■ Task to carry out ■
The reply should give back every entry exactly as written.

■ Entries shown ■
--

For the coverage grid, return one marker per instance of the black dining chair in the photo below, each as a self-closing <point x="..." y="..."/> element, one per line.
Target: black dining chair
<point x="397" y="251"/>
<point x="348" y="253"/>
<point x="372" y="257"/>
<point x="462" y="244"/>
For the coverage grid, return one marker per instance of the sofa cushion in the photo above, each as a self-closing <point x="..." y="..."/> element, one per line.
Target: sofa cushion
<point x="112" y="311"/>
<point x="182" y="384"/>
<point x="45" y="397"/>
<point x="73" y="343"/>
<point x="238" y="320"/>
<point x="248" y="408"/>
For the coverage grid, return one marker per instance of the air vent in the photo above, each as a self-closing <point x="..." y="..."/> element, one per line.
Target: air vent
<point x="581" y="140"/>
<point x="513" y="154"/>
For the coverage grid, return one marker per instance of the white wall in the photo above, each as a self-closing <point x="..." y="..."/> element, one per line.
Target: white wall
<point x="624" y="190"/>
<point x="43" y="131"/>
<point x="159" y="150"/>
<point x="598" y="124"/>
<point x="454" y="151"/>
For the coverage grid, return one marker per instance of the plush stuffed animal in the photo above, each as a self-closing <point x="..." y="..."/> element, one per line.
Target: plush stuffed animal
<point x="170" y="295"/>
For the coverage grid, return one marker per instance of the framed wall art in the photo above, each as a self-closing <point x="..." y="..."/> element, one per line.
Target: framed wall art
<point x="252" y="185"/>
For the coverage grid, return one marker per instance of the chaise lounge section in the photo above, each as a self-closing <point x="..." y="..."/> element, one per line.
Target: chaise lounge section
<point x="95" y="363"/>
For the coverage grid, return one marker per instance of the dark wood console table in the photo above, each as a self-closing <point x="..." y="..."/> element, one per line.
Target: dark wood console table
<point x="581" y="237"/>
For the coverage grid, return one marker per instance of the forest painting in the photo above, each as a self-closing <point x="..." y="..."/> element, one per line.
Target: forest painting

--

■ Response for this exercise ■
For the coverage grid, return one marker per instance of the black dining chair in the photo below, each as a self-closing <point x="..." y="..."/> element, one per line.
Target: black dining chair
<point x="397" y="251"/>
<point x="348" y="253"/>
<point x="372" y="257"/>
<point x="462" y="244"/>
For the coverage grid, return one marker per instance of the sofa cushion in the photo above, each as a self-closing <point x="..." y="..."/> element, one per line.
Target: sofa cushion
<point x="112" y="311"/>
<point x="182" y="384"/>
<point x="45" y="397"/>
<point x="73" y="343"/>
<point x="238" y="320"/>
<point x="248" y="408"/>
For the coverage grid, return one marker per instance of the air vent in the photo above, each as a self-closing <point x="..." y="..."/> element, one per line.
Target: air vent
<point x="581" y="140"/>
<point x="513" y="154"/>
For the coverage grid, return one marker per instance of the white wall in the photo above, each as a self-closing <point x="..." y="..."/> element, one per line.
Target: white wall
<point x="624" y="190"/>
<point x="43" y="131"/>
<point x="159" y="150"/>
<point x="598" y="124"/>
<point x="454" y="151"/>
For the coverage grid, return one marker per instance of the plush stuffed animal in the photo above, each as a self-closing <point x="..." y="..."/> element, one per line.
Target: plush stuffed animal
<point x="170" y="295"/>
For the coverage grid, return one marker per instance of the framed wall art in the photo above, each as a self-closing <point x="..." y="..."/> element, one per line.
Target: framed wall art
<point x="252" y="185"/>
For the coverage grid, return one marker per instance of the chaise lounge section in the photo above, each as a self-closing <point x="..." y="..."/> element, one per line.
Target: chaise lounge section
<point x="95" y="363"/>
For the coverage grid, return one marker per instance of the dark wood console table in the photo above, each as a self-closing <point x="..." y="..."/> element, one per line.
Target: dark wood console table
<point x="581" y="237"/>
For the coverage grid, return one marker per instance of the forest painting in the photo above, each as a self-closing <point x="..." y="..."/> element, one per line.
Target: forest painting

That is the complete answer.